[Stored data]
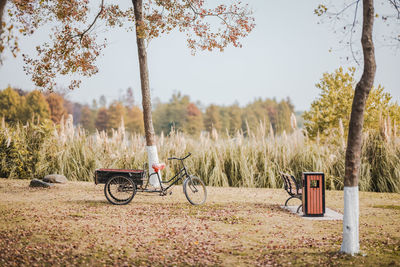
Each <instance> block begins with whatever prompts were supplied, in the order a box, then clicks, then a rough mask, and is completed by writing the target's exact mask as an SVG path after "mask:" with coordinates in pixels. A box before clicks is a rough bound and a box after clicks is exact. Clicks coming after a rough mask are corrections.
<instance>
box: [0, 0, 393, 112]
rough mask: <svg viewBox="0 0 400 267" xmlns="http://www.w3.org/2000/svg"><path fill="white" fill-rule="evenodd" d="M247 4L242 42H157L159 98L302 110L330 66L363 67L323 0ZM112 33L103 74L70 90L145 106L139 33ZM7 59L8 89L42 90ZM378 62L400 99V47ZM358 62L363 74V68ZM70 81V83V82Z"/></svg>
mask: <svg viewBox="0 0 400 267" xmlns="http://www.w3.org/2000/svg"><path fill="white" fill-rule="evenodd" d="M210 2H212V1H210ZM243 2H247V3H249V5H250V7H251V8H252V9H253V11H254V17H255V20H256V21H255V23H256V27H255V29H254V30H253V32H251V33H250V35H249V36H248V37H247V38H246V39H244V40H242V44H243V47H242V48H233V47H229V48H227V49H226V50H225V51H224V52H222V53H221V52H198V53H197V54H196V55H195V56H192V55H191V53H190V50H189V49H188V48H187V44H186V40H185V36H184V35H182V34H180V33H172V34H169V35H166V36H163V37H162V38H158V39H155V40H152V41H151V42H150V44H149V46H148V51H147V53H148V60H149V76H150V87H151V94H152V97H153V99H155V98H156V97H157V98H158V99H160V101H162V102H166V101H168V100H169V99H170V98H171V96H172V94H173V93H175V92H181V93H182V94H185V95H189V96H190V98H191V100H192V101H193V102H196V101H200V102H201V103H202V104H203V105H204V106H207V105H209V104H218V105H231V104H233V103H239V104H240V105H241V106H244V105H246V104H248V103H249V102H251V101H253V100H254V99H256V98H259V97H261V98H273V97H275V98H276V99H277V100H280V99H283V98H286V97H290V99H291V101H292V103H293V104H294V105H295V109H296V110H307V109H309V107H310V104H311V102H312V101H314V100H315V99H316V98H317V97H318V94H319V89H317V88H316V87H315V84H316V83H318V82H319V80H320V79H321V77H322V74H323V73H324V72H333V71H334V70H335V69H337V68H339V67H340V66H343V67H346V68H347V67H351V66H356V67H357V65H356V63H355V62H354V61H353V60H351V53H350V50H349V48H348V47H344V46H343V45H341V44H339V40H340V39H341V38H342V35H341V34H340V33H334V29H335V28H334V27H333V26H332V23H329V22H325V23H318V22H320V18H319V17H317V16H316V15H314V14H313V13H314V9H315V8H316V7H317V6H318V4H319V3H320V2H321V0H319V1H318V0H307V1H298V0H286V1H270V0H243ZM377 9H378V8H377ZM378 10H379V9H378ZM392 26H393V25H392ZM395 26H396V27H398V26H400V25H399V24H398V25H395ZM374 30H375V35H376V36H380V35H382V34H383V33H386V32H387V31H388V30H387V28H385V26H383V25H379V24H377V25H376V26H375V29H374ZM104 36H105V37H107V39H108V40H109V45H108V47H107V48H106V49H105V50H104V51H103V55H102V56H101V57H99V59H98V67H99V72H98V73H97V74H96V75H95V76H93V77H90V78H83V79H82V84H81V86H80V88H78V89H75V90H74V91H70V92H68V94H67V96H68V98H69V99H71V100H73V101H77V102H80V103H89V104H90V103H91V102H92V100H93V99H94V98H96V99H97V100H98V99H99V97H100V96H101V95H105V96H106V97H107V99H108V102H109V103H110V102H111V100H112V99H117V98H118V97H119V96H120V94H121V92H123V91H125V90H126V89H127V88H128V87H132V88H133V91H134V96H135V99H136V100H137V104H140V99H141V93H140V76H139V64H138V59H137V53H136V52H137V48H136V39H135V35H134V32H127V31H125V30H123V29H120V30H119V29H117V30H113V31H109V32H107V33H104ZM47 38H48V33H47V32H46V31H45V30H44V31H39V32H38V33H36V34H35V35H34V36H32V37H29V39H22V40H21V41H20V44H21V47H22V50H23V51H28V53H33V51H34V47H35V44H37V43H39V42H42V41H43V40H46V39H47ZM331 49H332V51H331V52H330V50H331ZM346 57H350V60H346ZM4 59H5V60H4V61H3V65H2V66H1V67H0V89H4V88H5V87H7V86H8V85H10V86H12V87H17V88H21V89H25V90H32V89H34V88H35V87H34V85H33V83H32V82H31V81H30V78H29V77H28V76H26V75H25V73H24V71H23V61H22V57H21V55H20V56H19V57H17V58H13V57H12V56H10V55H7V54H5V56H4ZM376 61H377V66H378V67H377V73H376V79H375V84H376V85H377V84H381V85H383V86H384V87H385V90H386V91H387V92H389V93H390V94H391V95H392V97H393V101H397V102H400V75H399V74H400V50H399V49H397V50H396V49H393V48H390V47H387V45H385V43H384V41H379V40H378V41H376ZM357 68H358V72H357V79H358V78H359V77H360V75H361V71H362V67H357ZM62 82H63V79H61V80H60V83H61V84H62ZM67 85H68V84H67V83H66V82H65V83H64V86H65V87H66V86H67Z"/></svg>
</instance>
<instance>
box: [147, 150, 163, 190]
mask: <svg viewBox="0 0 400 267" xmlns="http://www.w3.org/2000/svg"><path fill="white" fill-rule="evenodd" d="M146 150H147V158H148V162H149V175H150V174H152V173H153V172H154V170H153V168H152V166H153V164H154V163H159V162H158V154H157V147H156V146H146ZM158 174H159V175H160V179H162V178H161V172H160V171H159V172H158ZM149 182H150V184H151V185H152V186H154V187H160V183H159V181H158V178H157V175H152V176H150V181H149Z"/></svg>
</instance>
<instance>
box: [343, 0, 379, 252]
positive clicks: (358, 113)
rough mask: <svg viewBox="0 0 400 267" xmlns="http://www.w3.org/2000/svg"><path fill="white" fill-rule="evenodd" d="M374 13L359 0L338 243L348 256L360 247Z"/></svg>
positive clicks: (374, 78) (375, 68)
mask: <svg viewBox="0 0 400 267" xmlns="http://www.w3.org/2000/svg"><path fill="white" fill-rule="evenodd" d="M374 15H375V14H374V3H373V0H363V27H362V37H361V44H362V48H363V55H364V70H363V74H362V76H361V79H360V81H359V82H358V83H357V85H356V89H355V93H354V99H353V105H352V109H351V117H350V123H349V135H348V140H347V150H346V162H345V177H344V217H343V241H342V246H341V251H342V252H344V253H347V254H352V255H354V254H355V253H358V252H359V249H360V245H359V235H358V217H359V205H358V176H359V174H360V164H361V145H362V128H363V123H364V109H365V103H366V101H367V98H368V95H369V92H370V91H371V89H372V86H373V84H374V79H375V71H376V63H375V52H374V43H373V40H372V29H373V24H374Z"/></svg>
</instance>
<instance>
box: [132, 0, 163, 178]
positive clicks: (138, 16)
mask: <svg viewBox="0 0 400 267" xmlns="http://www.w3.org/2000/svg"><path fill="white" fill-rule="evenodd" d="M132 3H133V9H134V13H135V23H136V43H137V48H138V57H139V68H140V83H141V89H142V105H143V121H144V132H145V135H146V150H147V155H148V163H149V174H151V173H153V172H154V171H153V170H152V167H151V166H152V165H153V164H154V163H158V154H157V147H156V144H155V138H154V135H155V134H154V127H153V119H152V116H151V97H150V83H149V69H148V67H147V53H146V46H145V34H144V32H143V28H142V29H141V26H142V25H144V22H143V1H142V0H132ZM159 175H160V178H161V173H159ZM150 183H151V184H152V185H153V186H159V182H158V179H157V177H156V175H152V176H151V177H150Z"/></svg>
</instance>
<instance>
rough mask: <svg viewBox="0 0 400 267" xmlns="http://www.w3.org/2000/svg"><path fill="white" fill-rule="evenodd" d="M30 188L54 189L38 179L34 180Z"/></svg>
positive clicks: (33, 180)
mask: <svg viewBox="0 0 400 267" xmlns="http://www.w3.org/2000/svg"><path fill="white" fill-rule="evenodd" d="M29 186H30V187H45V188H49V187H53V186H54V185H52V184H49V183H46V182H43V181H41V180H38V179H33V180H32V181H31V183H30V184H29Z"/></svg>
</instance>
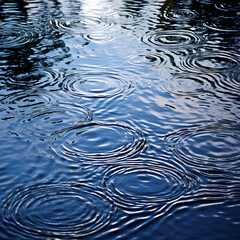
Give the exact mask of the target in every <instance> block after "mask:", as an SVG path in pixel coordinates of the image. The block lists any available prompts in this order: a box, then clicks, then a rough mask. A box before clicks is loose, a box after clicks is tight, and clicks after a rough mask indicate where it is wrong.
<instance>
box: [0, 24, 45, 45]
mask: <svg viewBox="0 0 240 240" xmlns="http://www.w3.org/2000/svg"><path fill="white" fill-rule="evenodd" d="M0 31H1V40H0V48H21V47H22V46H24V45H27V44H30V43H32V42H34V41H36V40H39V39H40V35H39V32H40V31H39V30H37V29H35V28H33V27H31V26H27V25H22V24H18V23H14V24H8V23H2V24H1V25H0Z"/></svg>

**To-do item:** Tally the lines of the stored data above that contain the string "positive", and reply with the count alone.

**Answer to this problem:** 4